## JOB:
Copy each of the rows below line for line, keeping every word and mark as it stands.

[start EXTRACTED RECORDS]

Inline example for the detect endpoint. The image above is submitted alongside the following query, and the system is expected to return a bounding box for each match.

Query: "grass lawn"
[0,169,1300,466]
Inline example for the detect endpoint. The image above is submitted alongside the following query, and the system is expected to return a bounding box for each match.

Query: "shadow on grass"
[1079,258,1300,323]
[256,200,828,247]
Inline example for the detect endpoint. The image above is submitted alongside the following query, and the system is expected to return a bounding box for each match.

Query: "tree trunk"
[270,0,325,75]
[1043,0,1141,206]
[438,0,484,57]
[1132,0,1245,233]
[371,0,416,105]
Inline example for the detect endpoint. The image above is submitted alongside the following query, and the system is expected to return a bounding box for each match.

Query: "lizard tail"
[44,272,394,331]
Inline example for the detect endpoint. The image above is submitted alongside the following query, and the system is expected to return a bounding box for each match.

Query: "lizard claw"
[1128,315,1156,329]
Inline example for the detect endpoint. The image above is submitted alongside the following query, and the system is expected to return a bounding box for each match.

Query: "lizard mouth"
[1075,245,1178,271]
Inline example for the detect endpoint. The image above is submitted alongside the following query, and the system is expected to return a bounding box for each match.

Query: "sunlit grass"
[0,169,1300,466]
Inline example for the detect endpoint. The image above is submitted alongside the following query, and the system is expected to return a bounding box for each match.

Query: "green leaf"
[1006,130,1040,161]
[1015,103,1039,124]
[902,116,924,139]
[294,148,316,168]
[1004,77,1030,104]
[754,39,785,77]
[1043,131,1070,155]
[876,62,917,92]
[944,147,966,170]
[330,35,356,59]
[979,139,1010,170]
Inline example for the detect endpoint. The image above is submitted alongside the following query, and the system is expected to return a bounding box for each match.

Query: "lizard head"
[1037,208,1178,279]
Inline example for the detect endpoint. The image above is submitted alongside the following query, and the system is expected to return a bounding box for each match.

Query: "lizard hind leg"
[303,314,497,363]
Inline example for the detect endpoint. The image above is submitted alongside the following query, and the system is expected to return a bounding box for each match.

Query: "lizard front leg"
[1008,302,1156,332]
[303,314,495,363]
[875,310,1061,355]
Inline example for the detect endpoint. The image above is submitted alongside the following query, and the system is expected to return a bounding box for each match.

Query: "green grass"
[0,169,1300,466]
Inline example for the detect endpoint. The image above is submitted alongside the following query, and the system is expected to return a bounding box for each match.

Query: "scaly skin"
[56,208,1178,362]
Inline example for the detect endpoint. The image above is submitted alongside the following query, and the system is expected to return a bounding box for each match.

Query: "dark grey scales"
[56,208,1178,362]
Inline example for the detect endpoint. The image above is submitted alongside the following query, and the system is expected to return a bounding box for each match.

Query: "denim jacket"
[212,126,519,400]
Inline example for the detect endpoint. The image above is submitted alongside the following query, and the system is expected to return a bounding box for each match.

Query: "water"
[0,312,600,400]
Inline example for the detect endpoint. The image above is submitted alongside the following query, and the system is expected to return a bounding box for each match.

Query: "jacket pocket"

[end EXTRACTED RECORDS]

## RESPONSE TO THIS TASK:
Inline example for the detect endpoint. The image above is submitted alongside the following query, and the system is expected to return a bounding box for each match.

Query: "grass lawn"
[0,169,1300,466]
Inline example for the detect endpoint. The image above is submitted alongside the following query, and the system is expected to return a bounding box for each match.

Query: "shadow on grass"
[1079,258,1300,323]
[256,200,828,247]
Inline example for the detect endpoint. The image above is submitted alongside the following query, and the system is expected to return a bounding box for each match.

Query: "tree trunk"
[270,0,325,75]
[1043,0,1141,206]
[438,0,484,57]
[1132,0,1245,233]
[371,0,416,105]
Inline example for the detect endpoint. The image above is submitted alongside the following query, and the system is expected to return a bounding box for each match.

Query: "lizard tail"
[44,272,394,331]
Inline example for the detect endpoint. The image above is submitted alongside the following query, and the system is expected to return a bounding box for each match.

Query: "lizard claw"
[1128,315,1156,329]
Inline example for the detect endpoint. The image above is submitted alongside the following query, and the system is expected to return a bounding box for each match.

Query: "lizard mouth"
[1075,245,1178,271]
Inline example for the detect endpoint. The image above is submitted alongside the following query, and the system is expected to return a bounding box for each match.

Query: "sunlit grass"
[0,169,1300,466]
Inline example for the detect endpoint. The image above is submitted alongside the following query, and the system is expected to return a bounding box for each match.

Query: "green leaf"
[1006,130,1040,161]
[1015,103,1039,124]
[902,116,924,139]
[294,148,316,168]
[1004,77,1030,104]
[754,39,785,77]
[1043,131,1070,155]
[876,62,917,92]
[944,147,966,170]
[330,35,356,59]
[979,139,1010,170]
Inline example for the detect endpoint. The image above is submitted alongside the following query, and the system is expected to return a bounding box for each match.

Query: "lizard head"
[1037,208,1178,279]
Inline example for the detect endpoint. The image above is submitted alongside the following query, and the system is expected to return a bounding box for each match.

Query: "lizard hind leg"
[303,314,497,363]
Inline example for the detect endpoint. The image above is submitted alongside the following query, and the system is expected to return a bounding box for each match.

Query: "lizard front leg"
[1008,302,1156,332]
[303,314,495,363]
[875,310,1061,355]
Inline example for the detect endpoint. The image above is submitted alongside the following query, and the system is expected to return a bounding box for each match.

Query: "green grass"
[0,169,1300,466]
Inline example for the detect endpoint. The image above is submitted alongside the following query, and the system is expected to return a bounding box for each match.

Query: "scaly skin"
[56,208,1178,362]
Inline example for the detect endpoint. The image above is submitted alongside the following query, and the system is expected to return a bounding box for each match.

Query: "dark grey scales"
[56,208,1178,362]
Inline example for the detect endpoint. The image above is submitted alongside the following query, and the system is expected to return a bounding box for each match.

Query: "denim jacket"
[212,126,519,400]
Inline example for the detect endpoint. The image above is submitted alongside the following query, and the system is expected to return a bounding box for each match.

Query: "water"
[0,312,600,400]
Inline example for the detect endpoint. The image above is submitted alongside the following query, and the system is expected to return a bounding box for each match.

Query: "jacket pocket"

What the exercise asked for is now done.